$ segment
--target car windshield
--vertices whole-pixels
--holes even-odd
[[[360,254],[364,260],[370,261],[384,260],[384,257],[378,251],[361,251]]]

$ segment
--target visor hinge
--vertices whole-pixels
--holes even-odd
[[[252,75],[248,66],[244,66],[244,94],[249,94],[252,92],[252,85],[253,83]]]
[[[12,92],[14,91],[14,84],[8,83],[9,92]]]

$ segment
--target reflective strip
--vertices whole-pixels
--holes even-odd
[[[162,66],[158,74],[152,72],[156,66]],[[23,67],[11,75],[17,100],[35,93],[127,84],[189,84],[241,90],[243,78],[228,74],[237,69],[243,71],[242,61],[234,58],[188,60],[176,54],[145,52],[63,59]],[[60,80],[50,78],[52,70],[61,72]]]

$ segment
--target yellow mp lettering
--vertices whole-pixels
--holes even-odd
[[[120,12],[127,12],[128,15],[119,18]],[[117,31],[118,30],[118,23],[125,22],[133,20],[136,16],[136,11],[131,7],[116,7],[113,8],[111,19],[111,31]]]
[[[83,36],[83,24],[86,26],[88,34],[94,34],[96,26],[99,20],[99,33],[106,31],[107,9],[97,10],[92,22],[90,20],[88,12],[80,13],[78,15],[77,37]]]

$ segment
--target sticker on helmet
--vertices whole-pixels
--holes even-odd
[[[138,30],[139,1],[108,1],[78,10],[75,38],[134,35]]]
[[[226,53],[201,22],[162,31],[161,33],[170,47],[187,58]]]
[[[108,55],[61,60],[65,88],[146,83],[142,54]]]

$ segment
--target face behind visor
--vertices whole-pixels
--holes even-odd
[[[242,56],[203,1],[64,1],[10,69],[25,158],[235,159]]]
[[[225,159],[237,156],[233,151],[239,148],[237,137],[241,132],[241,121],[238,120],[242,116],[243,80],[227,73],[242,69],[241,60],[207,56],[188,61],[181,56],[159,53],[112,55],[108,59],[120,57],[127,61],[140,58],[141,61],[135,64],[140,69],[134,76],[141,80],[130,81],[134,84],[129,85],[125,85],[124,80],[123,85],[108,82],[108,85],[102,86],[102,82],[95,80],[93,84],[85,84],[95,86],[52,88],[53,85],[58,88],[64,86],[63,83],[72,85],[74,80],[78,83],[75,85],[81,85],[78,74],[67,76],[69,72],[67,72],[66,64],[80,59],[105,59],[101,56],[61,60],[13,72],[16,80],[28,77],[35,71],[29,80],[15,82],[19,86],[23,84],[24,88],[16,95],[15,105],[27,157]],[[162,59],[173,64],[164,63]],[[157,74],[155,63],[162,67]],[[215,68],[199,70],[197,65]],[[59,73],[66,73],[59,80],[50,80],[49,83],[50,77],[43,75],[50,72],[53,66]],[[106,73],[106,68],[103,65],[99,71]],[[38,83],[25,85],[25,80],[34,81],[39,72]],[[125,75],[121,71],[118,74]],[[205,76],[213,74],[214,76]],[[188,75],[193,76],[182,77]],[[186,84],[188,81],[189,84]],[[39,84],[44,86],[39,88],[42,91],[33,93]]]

▸ **REQUIREMENT**:
Please rewrite the items from the first line through the line containing "[[[12,92],[14,91],[14,84],[8,83],[9,92]]]", both ends included and requests kept as they are. Scale every coordinate in the answers by 0.85 and round to whole numbers, halves up, and give only that part.

▸ **REPLY**:
$ segment
--target car windshield
--vertices whole-pixels
--holes even-odd
[[[306,216],[309,221],[315,222],[326,221],[326,218],[321,213],[307,213]]]

$ segment
--target visor hinge
--vertices whole-pixels
--holes even-odd
[[[214,64],[211,56],[207,56],[207,80],[212,80],[214,78],[214,72],[215,71]]]
[[[10,78],[12,77],[12,71],[7,71],[8,78]]]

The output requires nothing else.